Selected extract
-- begin --

In an age that largely eschewed rhyme, she ended lines mid-word, or on unpromising words like the—but rhymed them, and also buried exact rhymes inside her lines. T. S. Eliot praised her for her mastery of “light rhyme,” the practice of chiming an accented syllable with a weak one. (Such a rhyme, like know/hero, will in the wrong hands seem merely unskillful.) A talky, pointed awkwardness born of arbitrary-seeming patterns was Moore’s hallmark, and arguably harder to achieve than the free verse of such poets as her friends Hilda Doolittle and Ezra Pound. Although Moore was the first American poet to write most of her poems in “syllabics”—a technique in which syllables but not accents are counted—she denied her reliance on syllabics per se. It was for her a means to produce an irregular-looking but pleasing stanza shape tailored to each poem: something beyond the convention Robert Lowell would later call “stiff quatrains shoveled out four-square.” (Leavell unhelpfully returns time and again to what she calls, in the singular, Moore’s “stanza.” No, these were her stanzas—of a manifold variety.)

Moore said, in different ways throughout her career, that she wasn’t sure the verse she was writing was poetry. And yet she pronounced confident, often prescient, judgment on her contemporaries’ poetry. An influential reviewer and editor for the 1920s journal The Dial, she was proud of her choices for the magazine, publishing the young Hart Crane and the aging Yeats. Throughout the Jazz Age, dressed eccentrically in the fashions of 1907, Moore dined out with the misbehaving bohemians and trust-fund sophisticates she met through her job—and then she took the subway home, to her mother.

“Mon Dieu, what a mother!,” one of Moore’s literary friends, the suffragist Alyse Gregory, confided in a letter to a friend. The domination of Mary Moore over her daughter—the pair lived together in ostentatious frugality until Mrs. Moore’s death in 1947, when the poet was about to turn 60—riveted the New York literary world during their lives. Gregory added that Mrs. Moore was “inexorably, permanently, eternally rooted and not to be overlooked, and remorselessly conversational.” Yet Mrs. Moore had her distinguished admirers, too. The artist Joseph Cornell saluted her “almost silent way of saying important things.” Edmund Wilson told Allen Tate that Mrs. Moore was one of the most intellectual women he knew.

-- end --

(Location annotation dataset excerpts)
-- begin --

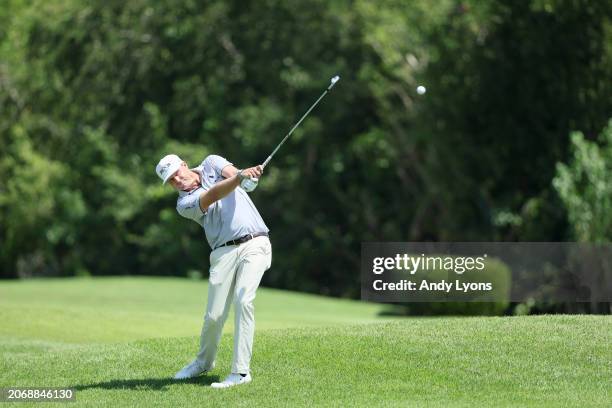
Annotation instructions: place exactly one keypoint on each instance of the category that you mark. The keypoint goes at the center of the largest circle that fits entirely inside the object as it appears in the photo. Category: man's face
(182, 179)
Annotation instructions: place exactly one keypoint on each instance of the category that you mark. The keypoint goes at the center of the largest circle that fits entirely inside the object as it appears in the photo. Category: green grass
(119, 341)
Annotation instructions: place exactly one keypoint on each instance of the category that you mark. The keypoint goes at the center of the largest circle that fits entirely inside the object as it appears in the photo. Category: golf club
(250, 184)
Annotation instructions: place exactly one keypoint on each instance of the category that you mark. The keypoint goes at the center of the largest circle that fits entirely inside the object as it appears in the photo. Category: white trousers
(235, 273)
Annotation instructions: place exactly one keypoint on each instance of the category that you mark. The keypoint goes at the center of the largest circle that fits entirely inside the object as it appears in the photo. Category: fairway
(118, 342)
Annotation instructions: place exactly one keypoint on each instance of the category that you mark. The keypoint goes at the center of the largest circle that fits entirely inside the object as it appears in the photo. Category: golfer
(241, 252)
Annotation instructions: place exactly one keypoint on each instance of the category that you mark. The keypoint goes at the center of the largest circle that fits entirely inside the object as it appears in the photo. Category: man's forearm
(218, 191)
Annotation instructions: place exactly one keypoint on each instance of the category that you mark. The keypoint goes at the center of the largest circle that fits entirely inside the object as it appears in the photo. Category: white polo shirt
(229, 218)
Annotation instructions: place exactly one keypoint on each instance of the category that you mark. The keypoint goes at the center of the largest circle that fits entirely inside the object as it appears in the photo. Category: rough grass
(119, 341)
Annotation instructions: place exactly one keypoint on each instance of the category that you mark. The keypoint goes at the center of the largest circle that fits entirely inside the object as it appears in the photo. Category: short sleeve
(217, 163)
(189, 207)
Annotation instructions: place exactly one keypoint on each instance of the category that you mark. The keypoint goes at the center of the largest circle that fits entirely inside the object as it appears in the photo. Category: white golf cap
(167, 166)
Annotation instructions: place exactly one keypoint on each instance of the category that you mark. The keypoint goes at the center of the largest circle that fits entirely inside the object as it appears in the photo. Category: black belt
(244, 239)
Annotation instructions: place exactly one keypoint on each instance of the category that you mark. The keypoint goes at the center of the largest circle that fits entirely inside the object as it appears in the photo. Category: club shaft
(296, 125)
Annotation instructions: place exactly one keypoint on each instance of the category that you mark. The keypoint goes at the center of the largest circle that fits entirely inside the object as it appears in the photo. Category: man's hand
(249, 178)
(252, 172)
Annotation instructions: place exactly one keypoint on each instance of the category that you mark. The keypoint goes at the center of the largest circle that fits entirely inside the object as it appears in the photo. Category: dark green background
(93, 93)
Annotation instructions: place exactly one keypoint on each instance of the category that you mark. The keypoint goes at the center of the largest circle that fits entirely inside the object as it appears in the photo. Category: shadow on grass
(158, 384)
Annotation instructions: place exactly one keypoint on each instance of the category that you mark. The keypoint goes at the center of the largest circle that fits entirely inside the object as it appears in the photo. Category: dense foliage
(93, 93)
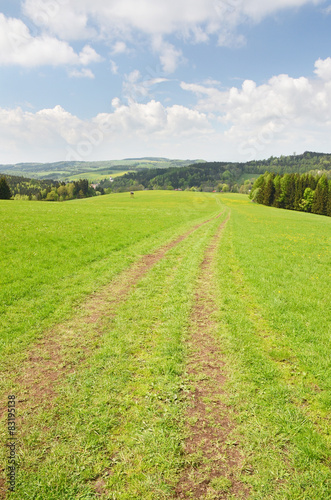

-- end --

Job
Summarize the passage about Moore in two sentences. None of the material is needed here.

The solution
Moore's hallmark was a talky, pointed awkwardness built on odd rhyme placement and syllabic stanza shapes tailored to each poem, although she denied relying on syllabics per se. She doubted that her own verse was poetry, yet she judged her contemporaries' work with confidence as a reviewer and editor for The Dial, and she lived frugally with her dominating mother, Mary Moore, until Mrs. Moore's death in 1947.